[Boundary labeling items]

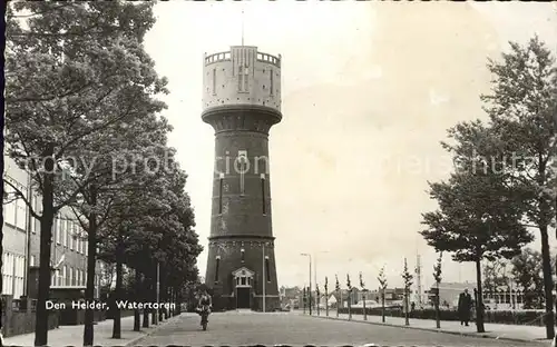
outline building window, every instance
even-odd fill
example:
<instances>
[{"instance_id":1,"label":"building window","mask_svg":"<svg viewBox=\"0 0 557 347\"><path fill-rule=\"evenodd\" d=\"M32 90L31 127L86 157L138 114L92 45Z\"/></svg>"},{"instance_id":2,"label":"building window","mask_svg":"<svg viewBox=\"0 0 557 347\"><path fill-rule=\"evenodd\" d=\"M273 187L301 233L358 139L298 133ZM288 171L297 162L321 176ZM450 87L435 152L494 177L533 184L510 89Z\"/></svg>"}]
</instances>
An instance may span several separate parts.
<instances>
[{"instance_id":1,"label":"building window","mask_svg":"<svg viewBox=\"0 0 557 347\"><path fill-rule=\"evenodd\" d=\"M74 229L75 229L75 226L74 224L70 224L69 227L68 227L68 232L66 232L66 241L65 241L65 245L66 247L70 247L70 244L71 244L71 234L74 232Z\"/></svg>"},{"instance_id":2,"label":"building window","mask_svg":"<svg viewBox=\"0 0 557 347\"><path fill-rule=\"evenodd\" d=\"M9 225L16 226L16 201L13 201L13 188L4 185L3 208L4 221ZM9 204L7 204L10 201Z\"/></svg>"},{"instance_id":3,"label":"building window","mask_svg":"<svg viewBox=\"0 0 557 347\"><path fill-rule=\"evenodd\" d=\"M216 96L216 69L213 69L213 95Z\"/></svg>"},{"instance_id":4,"label":"building window","mask_svg":"<svg viewBox=\"0 0 557 347\"><path fill-rule=\"evenodd\" d=\"M55 217L55 240L60 245L60 215Z\"/></svg>"},{"instance_id":5,"label":"building window","mask_svg":"<svg viewBox=\"0 0 557 347\"><path fill-rule=\"evenodd\" d=\"M265 277L271 281L271 267L268 266L268 258L265 257Z\"/></svg>"},{"instance_id":6,"label":"building window","mask_svg":"<svg viewBox=\"0 0 557 347\"><path fill-rule=\"evenodd\" d=\"M218 281L218 268L221 265L221 257L216 257L216 266L215 266L215 282Z\"/></svg>"},{"instance_id":7,"label":"building window","mask_svg":"<svg viewBox=\"0 0 557 347\"><path fill-rule=\"evenodd\" d=\"M247 76L250 73L250 68L247 66L238 68L238 91L247 91Z\"/></svg>"},{"instance_id":8,"label":"building window","mask_svg":"<svg viewBox=\"0 0 557 347\"><path fill-rule=\"evenodd\" d=\"M271 87L268 88L268 93L273 95L273 69L268 70L268 78L271 79Z\"/></svg>"},{"instance_id":9,"label":"building window","mask_svg":"<svg viewBox=\"0 0 557 347\"><path fill-rule=\"evenodd\" d=\"M245 174L248 169L247 167L247 151L238 150L238 161L240 161L240 194L245 194Z\"/></svg>"},{"instance_id":10,"label":"building window","mask_svg":"<svg viewBox=\"0 0 557 347\"><path fill-rule=\"evenodd\" d=\"M68 234L68 229L66 228L66 219L60 220L60 238L63 246L66 245L66 235Z\"/></svg>"},{"instance_id":11,"label":"building window","mask_svg":"<svg viewBox=\"0 0 557 347\"><path fill-rule=\"evenodd\" d=\"M223 214L223 186L224 186L224 174L221 174L218 178L218 215Z\"/></svg>"},{"instance_id":12,"label":"building window","mask_svg":"<svg viewBox=\"0 0 557 347\"><path fill-rule=\"evenodd\" d=\"M26 230L27 229L26 202L22 199L18 199L16 200L16 206L17 206L17 216L16 216L17 227L21 230Z\"/></svg>"},{"instance_id":13,"label":"building window","mask_svg":"<svg viewBox=\"0 0 557 347\"><path fill-rule=\"evenodd\" d=\"M263 215L266 215L266 200L265 200L265 174L261 174L261 209Z\"/></svg>"}]
</instances>

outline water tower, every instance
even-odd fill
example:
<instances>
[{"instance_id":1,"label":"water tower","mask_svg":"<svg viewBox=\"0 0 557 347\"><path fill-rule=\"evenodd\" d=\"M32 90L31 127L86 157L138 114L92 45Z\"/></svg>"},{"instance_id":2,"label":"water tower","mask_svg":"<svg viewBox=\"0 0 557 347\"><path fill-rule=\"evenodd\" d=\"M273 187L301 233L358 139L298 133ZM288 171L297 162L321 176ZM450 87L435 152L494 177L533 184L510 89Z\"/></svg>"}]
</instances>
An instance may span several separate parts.
<instances>
[{"instance_id":1,"label":"water tower","mask_svg":"<svg viewBox=\"0 0 557 347\"><path fill-rule=\"evenodd\" d=\"M202 119L215 130L205 282L215 309L271 311L280 307L280 296L268 131L282 119L281 56L250 46L206 54L203 81Z\"/></svg>"}]
</instances>

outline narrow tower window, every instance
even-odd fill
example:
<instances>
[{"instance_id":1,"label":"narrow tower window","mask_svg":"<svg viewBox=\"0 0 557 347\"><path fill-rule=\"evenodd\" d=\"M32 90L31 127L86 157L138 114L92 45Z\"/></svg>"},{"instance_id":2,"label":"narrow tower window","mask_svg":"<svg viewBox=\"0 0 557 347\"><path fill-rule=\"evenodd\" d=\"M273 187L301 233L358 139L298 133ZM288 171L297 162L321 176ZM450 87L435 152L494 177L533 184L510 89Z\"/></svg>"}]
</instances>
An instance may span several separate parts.
<instances>
[{"instance_id":1,"label":"narrow tower window","mask_svg":"<svg viewBox=\"0 0 557 347\"><path fill-rule=\"evenodd\" d=\"M238 162L240 162L240 194L245 194L245 174L247 171L247 151L238 150Z\"/></svg>"},{"instance_id":2,"label":"narrow tower window","mask_svg":"<svg viewBox=\"0 0 557 347\"><path fill-rule=\"evenodd\" d=\"M265 174L261 174L261 209L263 215L267 214L265 199Z\"/></svg>"},{"instance_id":3,"label":"narrow tower window","mask_svg":"<svg viewBox=\"0 0 557 347\"><path fill-rule=\"evenodd\" d=\"M216 69L213 69L213 95L216 96Z\"/></svg>"},{"instance_id":4,"label":"narrow tower window","mask_svg":"<svg viewBox=\"0 0 557 347\"><path fill-rule=\"evenodd\" d=\"M267 281L271 281L271 272L270 272L270 266L268 266L268 257L265 257L265 276L267 278Z\"/></svg>"},{"instance_id":5,"label":"narrow tower window","mask_svg":"<svg viewBox=\"0 0 557 347\"><path fill-rule=\"evenodd\" d=\"M268 88L268 93L273 95L273 69L268 70L268 77L271 79L271 87Z\"/></svg>"},{"instance_id":6,"label":"narrow tower window","mask_svg":"<svg viewBox=\"0 0 557 347\"><path fill-rule=\"evenodd\" d=\"M221 257L216 256L216 266L215 266L215 282L218 281L218 267L221 265Z\"/></svg>"},{"instance_id":7,"label":"narrow tower window","mask_svg":"<svg viewBox=\"0 0 557 347\"><path fill-rule=\"evenodd\" d=\"M221 174L218 178L218 215L223 214L223 186L224 186L224 174Z\"/></svg>"},{"instance_id":8,"label":"narrow tower window","mask_svg":"<svg viewBox=\"0 0 557 347\"><path fill-rule=\"evenodd\" d=\"M247 66L241 66L238 69L238 91L247 91L247 75L250 68Z\"/></svg>"}]
</instances>

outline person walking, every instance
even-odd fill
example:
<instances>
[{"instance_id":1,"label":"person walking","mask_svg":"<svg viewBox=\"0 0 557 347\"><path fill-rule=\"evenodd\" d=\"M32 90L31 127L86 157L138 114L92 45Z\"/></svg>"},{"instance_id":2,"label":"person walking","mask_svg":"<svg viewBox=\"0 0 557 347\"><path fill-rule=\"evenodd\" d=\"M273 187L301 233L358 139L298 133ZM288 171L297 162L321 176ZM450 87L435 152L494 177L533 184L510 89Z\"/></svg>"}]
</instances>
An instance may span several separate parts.
<instances>
[{"instance_id":1,"label":"person walking","mask_svg":"<svg viewBox=\"0 0 557 347\"><path fill-rule=\"evenodd\" d=\"M465 289L465 291L461 293L458 298L458 315L460 318L460 325L466 325L468 327L468 323L470 321L471 309L472 309L472 297L468 293L468 289Z\"/></svg>"}]
</instances>

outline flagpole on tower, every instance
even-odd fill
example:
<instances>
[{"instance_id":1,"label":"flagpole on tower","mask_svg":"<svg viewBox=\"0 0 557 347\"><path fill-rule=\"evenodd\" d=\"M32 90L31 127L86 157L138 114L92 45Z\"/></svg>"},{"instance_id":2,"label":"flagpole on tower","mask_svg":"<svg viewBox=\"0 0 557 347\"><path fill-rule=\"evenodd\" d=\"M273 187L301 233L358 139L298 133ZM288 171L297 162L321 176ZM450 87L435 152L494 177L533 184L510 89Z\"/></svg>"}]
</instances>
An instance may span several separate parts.
<instances>
[{"instance_id":1,"label":"flagpole on tower","mask_svg":"<svg viewBox=\"0 0 557 347\"><path fill-rule=\"evenodd\" d=\"M244 10L242 9L242 47L244 46Z\"/></svg>"}]
</instances>

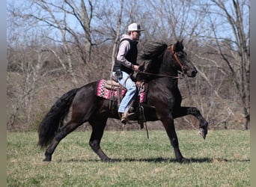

### EXERCISE OBJECTIVE
Replace "separate" with "distinct" in the stretch of rows from the line containing "outline flagpole on tower, every instance" through the end of the rows, keeping everything else unchanged. Give back only that stretch, and leave the pictures out of your answer.

### THE RESULT
outline flagpole on tower, every instance
even-odd fill
example:
<instances>
[{"instance_id":1,"label":"flagpole on tower","mask_svg":"<svg viewBox=\"0 0 557 347\"><path fill-rule=\"evenodd\" d=\"M32 90L31 127L86 157L138 114L92 45Z\"/></svg>"},{"instance_id":2,"label":"flagpole on tower","mask_svg":"<svg viewBox=\"0 0 557 347\"><path fill-rule=\"evenodd\" d=\"M273 187L301 233L358 139L298 133ZM288 171L297 162L321 176ZM450 87L435 152L494 177L533 184L510 89Z\"/></svg>"}]
</instances>
An instance may span several distinct parts.
<instances>
[{"instance_id":1,"label":"flagpole on tower","mask_svg":"<svg viewBox=\"0 0 557 347\"><path fill-rule=\"evenodd\" d=\"M244 10L242 9L242 47L244 46Z\"/></svg>"}]
</instances>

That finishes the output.